**The problem:**
Every line of the entries below that includes "beige" belongs in the answer, copied as written.

**Data for this task:**
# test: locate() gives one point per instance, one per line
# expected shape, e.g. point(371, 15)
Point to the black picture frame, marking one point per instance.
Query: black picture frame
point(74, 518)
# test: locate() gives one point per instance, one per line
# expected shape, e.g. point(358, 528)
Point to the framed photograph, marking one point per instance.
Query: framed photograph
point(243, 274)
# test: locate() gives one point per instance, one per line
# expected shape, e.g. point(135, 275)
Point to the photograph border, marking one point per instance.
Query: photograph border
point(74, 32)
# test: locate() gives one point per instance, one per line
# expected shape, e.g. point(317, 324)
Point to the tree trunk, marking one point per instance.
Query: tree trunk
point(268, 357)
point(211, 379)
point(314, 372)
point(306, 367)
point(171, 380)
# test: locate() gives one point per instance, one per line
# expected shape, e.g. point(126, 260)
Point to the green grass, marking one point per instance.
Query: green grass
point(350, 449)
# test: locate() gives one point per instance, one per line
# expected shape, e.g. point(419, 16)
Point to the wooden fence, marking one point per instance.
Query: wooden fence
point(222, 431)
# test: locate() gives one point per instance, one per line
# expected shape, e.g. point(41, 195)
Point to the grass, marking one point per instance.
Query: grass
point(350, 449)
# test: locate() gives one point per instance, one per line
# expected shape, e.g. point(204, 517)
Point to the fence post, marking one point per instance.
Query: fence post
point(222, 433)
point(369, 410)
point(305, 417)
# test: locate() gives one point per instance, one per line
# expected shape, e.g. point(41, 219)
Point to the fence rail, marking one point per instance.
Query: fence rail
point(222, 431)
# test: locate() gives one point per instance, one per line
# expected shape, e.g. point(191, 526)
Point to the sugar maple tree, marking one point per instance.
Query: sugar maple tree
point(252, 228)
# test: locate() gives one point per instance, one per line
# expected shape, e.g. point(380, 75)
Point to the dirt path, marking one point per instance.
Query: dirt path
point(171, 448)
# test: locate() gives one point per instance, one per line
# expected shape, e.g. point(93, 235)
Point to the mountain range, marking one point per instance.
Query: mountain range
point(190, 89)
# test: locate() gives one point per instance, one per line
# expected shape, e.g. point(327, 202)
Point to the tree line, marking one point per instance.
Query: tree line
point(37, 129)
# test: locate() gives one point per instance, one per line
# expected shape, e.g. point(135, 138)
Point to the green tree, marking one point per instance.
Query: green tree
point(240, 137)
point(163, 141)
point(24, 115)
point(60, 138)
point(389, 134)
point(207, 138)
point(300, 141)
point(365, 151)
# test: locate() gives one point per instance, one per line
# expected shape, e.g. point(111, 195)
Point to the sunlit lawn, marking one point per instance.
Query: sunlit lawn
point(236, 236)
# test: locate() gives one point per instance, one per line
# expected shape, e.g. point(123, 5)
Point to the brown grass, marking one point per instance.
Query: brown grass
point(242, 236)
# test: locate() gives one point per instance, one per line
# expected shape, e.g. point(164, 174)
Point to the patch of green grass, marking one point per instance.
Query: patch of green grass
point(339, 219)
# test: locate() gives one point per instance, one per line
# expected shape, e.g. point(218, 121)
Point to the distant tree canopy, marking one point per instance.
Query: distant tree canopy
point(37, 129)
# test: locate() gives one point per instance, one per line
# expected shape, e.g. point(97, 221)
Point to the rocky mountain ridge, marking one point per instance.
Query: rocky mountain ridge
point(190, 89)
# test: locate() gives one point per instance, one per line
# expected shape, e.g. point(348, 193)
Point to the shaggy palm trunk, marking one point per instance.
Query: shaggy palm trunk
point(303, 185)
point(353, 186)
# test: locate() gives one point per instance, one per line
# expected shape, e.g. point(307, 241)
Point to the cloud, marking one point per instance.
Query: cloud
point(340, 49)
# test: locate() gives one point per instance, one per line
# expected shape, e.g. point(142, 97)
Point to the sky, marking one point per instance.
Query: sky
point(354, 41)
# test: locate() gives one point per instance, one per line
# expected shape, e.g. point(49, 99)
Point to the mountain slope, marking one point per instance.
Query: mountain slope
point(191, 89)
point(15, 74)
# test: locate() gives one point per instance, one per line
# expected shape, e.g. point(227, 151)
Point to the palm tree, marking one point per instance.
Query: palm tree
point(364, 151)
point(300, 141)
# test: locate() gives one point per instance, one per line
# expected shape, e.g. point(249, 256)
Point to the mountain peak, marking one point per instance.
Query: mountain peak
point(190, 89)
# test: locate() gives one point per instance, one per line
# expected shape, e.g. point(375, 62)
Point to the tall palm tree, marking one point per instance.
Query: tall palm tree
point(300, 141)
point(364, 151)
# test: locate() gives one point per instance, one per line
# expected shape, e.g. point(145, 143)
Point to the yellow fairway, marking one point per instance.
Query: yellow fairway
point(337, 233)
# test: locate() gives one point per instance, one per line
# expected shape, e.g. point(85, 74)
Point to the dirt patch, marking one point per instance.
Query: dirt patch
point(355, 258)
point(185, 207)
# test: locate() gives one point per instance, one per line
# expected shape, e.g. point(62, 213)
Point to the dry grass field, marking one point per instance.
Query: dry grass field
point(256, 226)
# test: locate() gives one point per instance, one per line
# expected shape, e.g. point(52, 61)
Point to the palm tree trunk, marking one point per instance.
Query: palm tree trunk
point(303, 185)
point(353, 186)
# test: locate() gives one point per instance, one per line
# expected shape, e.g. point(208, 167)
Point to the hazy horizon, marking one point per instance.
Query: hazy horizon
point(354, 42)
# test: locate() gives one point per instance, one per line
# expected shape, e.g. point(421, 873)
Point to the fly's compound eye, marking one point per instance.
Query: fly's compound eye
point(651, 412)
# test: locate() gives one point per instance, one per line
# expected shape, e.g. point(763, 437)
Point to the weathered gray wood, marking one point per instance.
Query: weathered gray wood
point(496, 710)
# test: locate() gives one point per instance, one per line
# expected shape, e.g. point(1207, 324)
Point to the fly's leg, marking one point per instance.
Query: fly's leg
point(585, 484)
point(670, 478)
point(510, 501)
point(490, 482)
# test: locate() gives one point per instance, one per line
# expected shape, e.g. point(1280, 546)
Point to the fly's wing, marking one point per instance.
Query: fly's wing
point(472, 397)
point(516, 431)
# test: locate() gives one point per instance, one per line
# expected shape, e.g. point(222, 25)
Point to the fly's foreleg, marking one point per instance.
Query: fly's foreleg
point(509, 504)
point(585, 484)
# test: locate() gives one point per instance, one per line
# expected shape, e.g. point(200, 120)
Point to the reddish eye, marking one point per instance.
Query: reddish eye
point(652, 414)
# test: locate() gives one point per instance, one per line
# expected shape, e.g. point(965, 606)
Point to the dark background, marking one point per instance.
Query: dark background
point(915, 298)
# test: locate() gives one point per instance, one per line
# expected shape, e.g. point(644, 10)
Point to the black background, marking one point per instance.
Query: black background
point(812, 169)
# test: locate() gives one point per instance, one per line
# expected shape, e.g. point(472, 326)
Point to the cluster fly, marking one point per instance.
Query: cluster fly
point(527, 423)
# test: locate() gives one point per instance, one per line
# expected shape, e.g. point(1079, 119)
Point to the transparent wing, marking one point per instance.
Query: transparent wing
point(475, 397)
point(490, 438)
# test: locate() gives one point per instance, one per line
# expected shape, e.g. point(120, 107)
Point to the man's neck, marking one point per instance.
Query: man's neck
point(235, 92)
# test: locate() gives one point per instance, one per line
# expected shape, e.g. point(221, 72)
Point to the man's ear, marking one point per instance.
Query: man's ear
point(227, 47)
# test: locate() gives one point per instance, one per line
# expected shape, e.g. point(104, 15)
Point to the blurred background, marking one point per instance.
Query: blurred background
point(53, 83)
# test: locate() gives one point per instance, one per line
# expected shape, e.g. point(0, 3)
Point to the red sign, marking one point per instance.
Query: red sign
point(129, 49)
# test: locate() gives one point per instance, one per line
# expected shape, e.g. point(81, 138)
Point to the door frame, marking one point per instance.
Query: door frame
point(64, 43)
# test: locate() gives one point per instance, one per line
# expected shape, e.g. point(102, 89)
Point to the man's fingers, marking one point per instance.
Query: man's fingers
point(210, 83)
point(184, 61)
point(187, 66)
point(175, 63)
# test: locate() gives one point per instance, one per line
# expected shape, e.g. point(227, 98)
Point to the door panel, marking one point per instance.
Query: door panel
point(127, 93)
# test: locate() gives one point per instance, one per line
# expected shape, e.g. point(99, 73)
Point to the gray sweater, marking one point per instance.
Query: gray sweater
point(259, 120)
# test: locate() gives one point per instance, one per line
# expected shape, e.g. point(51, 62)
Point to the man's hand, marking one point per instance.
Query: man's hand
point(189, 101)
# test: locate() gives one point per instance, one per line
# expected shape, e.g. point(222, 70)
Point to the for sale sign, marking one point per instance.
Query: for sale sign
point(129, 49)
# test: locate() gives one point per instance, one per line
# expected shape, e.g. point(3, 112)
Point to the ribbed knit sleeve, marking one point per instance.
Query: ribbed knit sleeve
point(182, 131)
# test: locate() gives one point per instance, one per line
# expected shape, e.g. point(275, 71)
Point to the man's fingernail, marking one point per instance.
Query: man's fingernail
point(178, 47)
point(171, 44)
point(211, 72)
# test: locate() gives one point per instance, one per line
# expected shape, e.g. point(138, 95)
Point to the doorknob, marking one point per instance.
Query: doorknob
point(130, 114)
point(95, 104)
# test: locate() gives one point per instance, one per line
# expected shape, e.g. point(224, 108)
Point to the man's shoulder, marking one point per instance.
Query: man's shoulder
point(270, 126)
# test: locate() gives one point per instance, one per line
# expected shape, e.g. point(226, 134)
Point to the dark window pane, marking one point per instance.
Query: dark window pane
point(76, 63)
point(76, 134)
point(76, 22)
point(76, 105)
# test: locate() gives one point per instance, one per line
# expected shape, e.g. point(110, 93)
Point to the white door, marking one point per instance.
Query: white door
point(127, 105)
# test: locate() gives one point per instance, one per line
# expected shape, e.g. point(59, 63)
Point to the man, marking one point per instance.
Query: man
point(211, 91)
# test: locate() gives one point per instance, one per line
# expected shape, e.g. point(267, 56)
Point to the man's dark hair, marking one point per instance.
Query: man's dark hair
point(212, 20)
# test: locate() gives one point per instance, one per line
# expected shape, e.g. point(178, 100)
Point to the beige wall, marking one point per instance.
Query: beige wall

**Solution to this task:**
Point to the beige wall, marking one point per instance.
Query: beige wall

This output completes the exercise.